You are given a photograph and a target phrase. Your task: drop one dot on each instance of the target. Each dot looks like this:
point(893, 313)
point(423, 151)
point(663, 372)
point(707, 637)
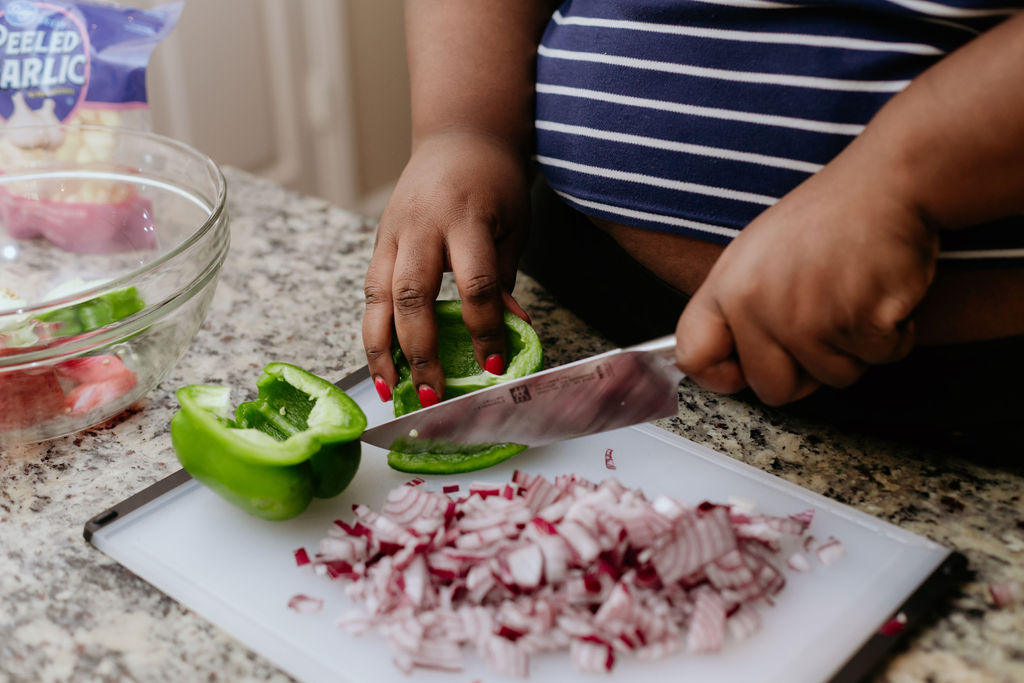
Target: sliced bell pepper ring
point(420, 456)
point(299, 439)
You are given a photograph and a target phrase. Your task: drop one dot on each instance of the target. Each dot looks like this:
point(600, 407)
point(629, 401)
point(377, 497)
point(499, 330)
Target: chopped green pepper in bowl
point(298, 440)
point(462, 373)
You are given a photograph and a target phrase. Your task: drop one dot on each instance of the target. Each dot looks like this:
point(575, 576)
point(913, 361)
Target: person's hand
point(817, 288)
point(462, 204)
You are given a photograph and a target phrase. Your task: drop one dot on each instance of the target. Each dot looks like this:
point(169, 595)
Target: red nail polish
point(427, 396)
point(494, 365)
point(383, 390)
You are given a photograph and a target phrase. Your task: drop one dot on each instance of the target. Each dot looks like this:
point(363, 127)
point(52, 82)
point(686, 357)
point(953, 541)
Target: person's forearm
point(952, 142)
point(472, 67)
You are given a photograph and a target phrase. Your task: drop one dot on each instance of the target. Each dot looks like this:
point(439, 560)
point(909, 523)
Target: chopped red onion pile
point(535, 565)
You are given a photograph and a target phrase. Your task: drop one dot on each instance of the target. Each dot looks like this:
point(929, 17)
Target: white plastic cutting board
point(239, 571)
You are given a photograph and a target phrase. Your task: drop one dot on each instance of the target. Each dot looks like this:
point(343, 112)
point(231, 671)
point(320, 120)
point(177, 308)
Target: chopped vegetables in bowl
point(107, 271)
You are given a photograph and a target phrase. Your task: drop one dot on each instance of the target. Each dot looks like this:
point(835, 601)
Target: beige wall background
point(310, 93)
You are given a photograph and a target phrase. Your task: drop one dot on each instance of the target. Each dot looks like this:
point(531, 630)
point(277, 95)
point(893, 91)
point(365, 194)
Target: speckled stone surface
point(291, 290)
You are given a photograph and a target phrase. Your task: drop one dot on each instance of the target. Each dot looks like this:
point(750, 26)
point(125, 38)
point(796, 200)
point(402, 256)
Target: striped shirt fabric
point(694, 116)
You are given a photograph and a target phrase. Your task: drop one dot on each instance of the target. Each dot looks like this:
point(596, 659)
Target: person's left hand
point(817, 288)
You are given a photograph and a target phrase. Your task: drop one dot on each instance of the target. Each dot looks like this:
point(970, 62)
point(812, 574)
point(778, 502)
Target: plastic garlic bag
point(68, 71)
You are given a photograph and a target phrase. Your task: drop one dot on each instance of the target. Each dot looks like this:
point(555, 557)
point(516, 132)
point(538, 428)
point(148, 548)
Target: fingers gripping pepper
point(299, 439)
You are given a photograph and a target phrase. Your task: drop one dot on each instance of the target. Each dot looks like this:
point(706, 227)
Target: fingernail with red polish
point(427, 396)
point(494, 365)
point(383, 390)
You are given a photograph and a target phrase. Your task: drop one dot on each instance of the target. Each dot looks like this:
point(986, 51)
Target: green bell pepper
point(95, 312)
point(462, 373)
point(299, 439)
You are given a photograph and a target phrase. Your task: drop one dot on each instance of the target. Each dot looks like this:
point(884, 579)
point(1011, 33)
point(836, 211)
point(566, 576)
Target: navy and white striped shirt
point(694, 116)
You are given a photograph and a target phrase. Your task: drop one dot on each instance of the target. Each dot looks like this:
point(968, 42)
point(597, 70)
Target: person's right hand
point(462, 204)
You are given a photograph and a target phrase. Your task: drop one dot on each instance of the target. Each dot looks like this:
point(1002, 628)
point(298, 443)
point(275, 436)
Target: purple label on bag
point(54, 55)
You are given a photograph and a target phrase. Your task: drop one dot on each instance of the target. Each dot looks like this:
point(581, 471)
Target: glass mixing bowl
point(111, 245)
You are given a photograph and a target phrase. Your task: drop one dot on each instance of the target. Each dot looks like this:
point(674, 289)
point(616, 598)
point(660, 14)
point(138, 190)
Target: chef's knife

==*==

Task prompt
Transcribe every entry word for word, but skip the pictures.

The completed task
You are given a photograph and a target phrase. Your task: drop one dot on each instance of the target. Each dot looks like this:
point(893, 313)
point(423, 151)
point(663, 372)
point(707, 637)
Target: sliced bell pepper ring
point(420, 456)
point(299, 439)
You are given a photograph and a target phrase. Your task: drop one dot on each instance of the target. Each dot looks like this:
point(600, 407)
point(629, 401)
point(377, 497)
point(499, 330)
Target: chopped green pepper in bowl
point(298, 440)
point(462, 373)
You are given a photograph and a target phrase. Your task: drop one dot on each instance of the target. Each dot looks like this:
point(575, 576)
point(913, 361)
Target: person's hand
point(817, 288)
point(462, 204)
You are given a photograph and a target phrase. Your task: drop one dot on each instance of the target. Each dot looks like this:
point(169, 595)
Target: red nail polish
point(427, 396)
point(494, 365)
point(383, 390)
You are given a photograph and a target phrase. Your task: drop one dot on each instance of the target. Each dot looks like this:
point(363, 127)
point(52, 82)
point(686, 357)
point(953, 541)
Target: person's forearm
point(952, 142)
point(472, 67)
You are given a photograph and a target phrase. Your task: drop one dot on each instance of the target. Each dot looks like this:
point(439, 560)
point(909, 523)
Target: chopped red onion pile
point(535, 565)
You are given a photograph and a target phrase. Your task: drop one dot on each instance of the target. Each dot looks like this:
point(929, 17)
Target: white plastic cutting board
point(239, 571)
You are given a photograph and a target phrase. Your task: drop one dot on each instance of the target. Each dot looks like this:
point(343, 112)
point(231, 671)
point(320, 120)
point(177, 308)
Target: chopped vegetables in bowl
point(107, 271)
You are given a photograph and a target phrase. Your task: drop one dot on each instance of the target. Each dot looks like this:
point(835, 601)
Target: beige wall background
point(310, 93)
You are given a photograph and a target phrase. Your task: drop one dot on each instance of the target. Each dot looks like this:
point(531, 630)
point(277, 95)
point(893, 91)
point(365, 194)
Target: speckled stone surface
point(291, 290)
You are given a photograph and a target phrase. Your task: drop one dot on each instance of the target. Each dot looks like this:
point(750, 26)
point(125, 38)
point(796, 200)
point(402, 256)
Target: striped shirt fabric
point(694, 116)
You are given a photograph and a target phrase. Your task: drop one dot on each instance of the target. Each dot looks like this:
point(596, 659)
Target: person's left hand
point(817, 288)
You are given a photograph and a target phrase. Your task: drop one dot on each instance of the target. Each dot looks like this:
point(970, 62)
point(812, 574)
point(778, 502)
Target: plastic garlic bag
point(68, 71)
You are given a photograph and a target phrase. Your task: drop one dot on each instance of the target. Each dot looks like this:
point(555, 557)
point(516, 132)
point(538, 428)
point(148, 548)
Target: fingers gripping pepper
point(299, 439)
You are given a photograph and a target phrase. Your task: drop one dot on each instance of the target. Each dot looks like this:
point(706, 227)
Target: fingernail with red polish
point(427, 396)
point(494, 365)
point(383, 390)
You are given a photograph and a target phrase. Your task: drop one dot on each instance of the target. Each dot looks like this:
point(986, 51)
Target: green bell pepper
point(95, 312)
point(462, 373)
point(299, 439)
You are given a photograph and a target phrase. Your task: drop one dot on each instance of the target. Each dot looks like this:
point(884, 579)
point(1011, 33)
point(836, 211)
point(566, 576)
Target: navy and white striped shirt
point(694, 116)
You are given a photograph and a target phrase. Your task: drop one dot on each instance of the target. Each dot looks like this:
point(968, 42)
point(597, 70)
Target: person's right hand
point(462, 204)
You are given a photograph and a target phrase. Your task: drop one dot on each instance of the target. Each dot looks like this:
point(1002, 628)
point(298, 443)
point(275, 436)
Target: purple label on bag
point(54, 55)
You are given a photograph and a target phrase. Your task: drop one dot on each instance of the target. Each dot looks like this:
point(581, 471)
Target: glass mixing bowl
point(111, 245)
You are given a photograph and a target phrase. Your task: drop one dot on each instance of the target. Each dot looks like this:
point(674, 289)
point(616, 598)
point(660, 14)
point(138, 190)
Target: chef's knife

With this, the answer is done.